● **УСЛОВИЕ ЗАДАНИЯ**: Продолжите приведённый ниже отрывок воспоминаний о Тринадцатой симфонии Шостаковича, начав сразу после его последнего предложения.

● **ИСХОДНЫЙ ТЕКСТ**:
>>>>>

Наконец в последних числах июля он пригласил меня домой, поставил на рояль клавир, где было написано «Тринадцатая симфония». Он дергался. У него уже тогда болела рука, играть ему было трудно. Меня потрясло то, как он нервничает, как заранее оправдывается передо мной и за больную руку, и за плохой голос. И вот он начал играть и петь.
6. Ну как?
К сожалению, это не было никем записано, а пел он тоже гениально – голос у него был никакой, с каким-то странным дребезжанием, как будто что-то было сломано внутри голоса, но зато исполненный неповторимой, не то что внутренней, а почти потусторонней силы. Шостакович кончил играть, не спрашивая ничего, быстро повел меня к накрытому столу, судорожно опрокинул одну за другой две рюмки водки и только потом спросил: «Ну как?» В Тринадцатой симфонии меня ошеломило прежде всего то, что если бы я (полный музыкальный невежда) вдруг прозрел слухом, то написал бы абсолютно такую же музыку. Более того – прочтение Шостаковичем моих стихов было настолько интонационно и смыслово точным, что казалось, он, невидимый, был внутри меня, когда я писал эти стихи, и сочинил музыку одновременно с рождением строк. Меня ошеломило и то, что он соединил в этой симфонии стихи, казалось бы, совершенно несоединимые. Реквиемность «Бабьего Яра» с публицистическим выходом в конце и щемящую простенькую интонацию стихов о женщинах, стоящих в очереди, ретроспекцию всех памятных стихов с залихватскими интонациями «Юмора» и «Карьеры». Когда была премьера симфонии, на протяжении пятидесяти минут со слушателями происходило нечто очень редкое: они и плакали, и смеялись, и улыбались, и задумывались. Ничтоже сумняшеся я все-таки сделал одно замечание Шостаковичу: конец Тринадцатой симфонии мне показался слишком нейтральным, слишком выходящим за пределы текста. Дурак тогда я был и понял только впоследствии, как нужен был такой конец именно потому, что этого-то и недоставало в стихах – выхода к океанской, поднявшейся над суетой и треволнениями преходящего, вечной гармонии жизни. Точно так же Шостакович написал и «Казнь Степана Разина» – иной музыки я и представить не могу. Однажды в США я выдержал даже бой за эту музыку с композитором Бернстайном, считавшим тогда, что музыка Шостаковича хуже моих стихов. В Бернстайне, я думаю, все-таки прорвалось что-то слишком «композиторское», слишком профессиональное, искушенность профессионала помешала принимать искусство первозданным чувством.

<<<<<

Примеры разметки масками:
>>>>>

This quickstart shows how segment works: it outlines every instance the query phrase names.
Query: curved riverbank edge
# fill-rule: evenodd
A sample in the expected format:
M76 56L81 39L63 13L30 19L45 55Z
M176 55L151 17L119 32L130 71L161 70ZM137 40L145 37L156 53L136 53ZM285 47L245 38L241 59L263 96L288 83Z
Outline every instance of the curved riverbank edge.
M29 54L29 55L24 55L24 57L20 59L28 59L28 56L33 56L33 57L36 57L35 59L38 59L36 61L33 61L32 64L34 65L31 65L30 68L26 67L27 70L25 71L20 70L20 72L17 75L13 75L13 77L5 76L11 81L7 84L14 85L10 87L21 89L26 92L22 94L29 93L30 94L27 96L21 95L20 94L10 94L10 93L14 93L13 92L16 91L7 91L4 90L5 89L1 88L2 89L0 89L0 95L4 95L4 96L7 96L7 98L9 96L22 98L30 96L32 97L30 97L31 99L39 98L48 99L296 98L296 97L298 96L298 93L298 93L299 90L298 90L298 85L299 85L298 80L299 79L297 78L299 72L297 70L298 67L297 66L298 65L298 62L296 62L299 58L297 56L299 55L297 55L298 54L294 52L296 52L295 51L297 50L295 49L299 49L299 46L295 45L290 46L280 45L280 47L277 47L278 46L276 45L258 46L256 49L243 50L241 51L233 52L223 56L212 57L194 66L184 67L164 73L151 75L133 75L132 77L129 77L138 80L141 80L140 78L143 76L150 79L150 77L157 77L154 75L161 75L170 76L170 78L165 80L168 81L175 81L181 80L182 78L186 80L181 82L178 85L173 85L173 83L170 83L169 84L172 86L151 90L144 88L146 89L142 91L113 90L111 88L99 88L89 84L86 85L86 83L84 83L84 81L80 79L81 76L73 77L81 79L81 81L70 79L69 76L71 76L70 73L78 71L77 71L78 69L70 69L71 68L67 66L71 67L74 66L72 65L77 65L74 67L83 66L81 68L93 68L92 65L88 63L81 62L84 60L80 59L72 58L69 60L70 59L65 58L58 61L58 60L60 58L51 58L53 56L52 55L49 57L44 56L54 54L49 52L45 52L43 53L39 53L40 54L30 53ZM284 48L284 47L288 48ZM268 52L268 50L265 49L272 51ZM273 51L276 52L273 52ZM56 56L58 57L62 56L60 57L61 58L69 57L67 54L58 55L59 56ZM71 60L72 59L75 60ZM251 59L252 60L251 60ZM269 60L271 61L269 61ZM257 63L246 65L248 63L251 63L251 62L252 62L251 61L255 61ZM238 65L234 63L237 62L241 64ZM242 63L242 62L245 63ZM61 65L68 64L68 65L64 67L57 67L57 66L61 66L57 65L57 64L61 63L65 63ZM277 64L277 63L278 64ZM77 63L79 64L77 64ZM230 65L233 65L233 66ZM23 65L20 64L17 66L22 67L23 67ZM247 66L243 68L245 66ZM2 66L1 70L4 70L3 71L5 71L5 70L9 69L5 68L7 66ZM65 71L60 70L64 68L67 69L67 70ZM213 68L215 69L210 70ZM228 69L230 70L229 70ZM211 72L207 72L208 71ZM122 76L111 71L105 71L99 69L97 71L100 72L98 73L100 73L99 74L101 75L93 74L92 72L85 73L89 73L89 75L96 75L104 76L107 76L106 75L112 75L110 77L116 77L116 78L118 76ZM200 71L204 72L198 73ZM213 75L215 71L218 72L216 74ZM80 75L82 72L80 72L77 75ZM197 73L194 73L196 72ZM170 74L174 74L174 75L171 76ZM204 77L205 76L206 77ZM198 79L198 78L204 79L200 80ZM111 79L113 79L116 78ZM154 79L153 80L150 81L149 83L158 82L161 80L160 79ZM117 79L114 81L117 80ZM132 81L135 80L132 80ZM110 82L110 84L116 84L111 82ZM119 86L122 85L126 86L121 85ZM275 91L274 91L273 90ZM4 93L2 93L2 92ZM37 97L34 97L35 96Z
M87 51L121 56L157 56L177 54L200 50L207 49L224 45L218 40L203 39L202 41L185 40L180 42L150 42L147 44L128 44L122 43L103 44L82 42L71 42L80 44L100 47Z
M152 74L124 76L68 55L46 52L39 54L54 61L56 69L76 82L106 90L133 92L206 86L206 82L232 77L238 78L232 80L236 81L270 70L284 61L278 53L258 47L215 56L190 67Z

<<<<<

● **ПИСЬМЕННЫЙ ОТВЕТ**:
Когда я впервые читал «Казнь Степана Разина» еще по клочкам рукописного черновика трем нашим знаменитым поэтам – Вознесенскому, Ахмадулиной, Окуджаве, они реагировали весьма скептически.
– Ну, Женя, это не из твоих лучших, но и не из худших вещей, – уклончиво пробормотал Вознесенский.
Окуджава, несмотря на свою обычную сдержанность кавказского аристократа, почти закричал на меня:
– Как ты можешь воспевать этого убийцу, разбойника?!
Самой мягкой была Белла:
– Женечка, ну ты же знаешь – я бы тебя любила, даже если бы ты и не писал стихов.
Во время работы над «Степаном Разиным» Дмитрий Дмитриевич неожиданно начинал мучиться, звонил мне: «А как вы думаете, Евгений Александрович, Разин был хорошим человеком? Все-таки он людей убивал, много кровушки невинной пустил…» Шостаковичу очень нравилась другая глава из «Братской ГЭС» – «Ярмарка в Симбирске»; он говорил, что это в чистом виде оратория, хотел написать, но какие-то сомнения не позволяли. Между прочим, на композицию всей поэмы «Братская ГЭС», построенную именно по принципу, казалось бы, несоединимого, я бы никогда не решился, если бы мне не придала смелости Тринадцатая симфония.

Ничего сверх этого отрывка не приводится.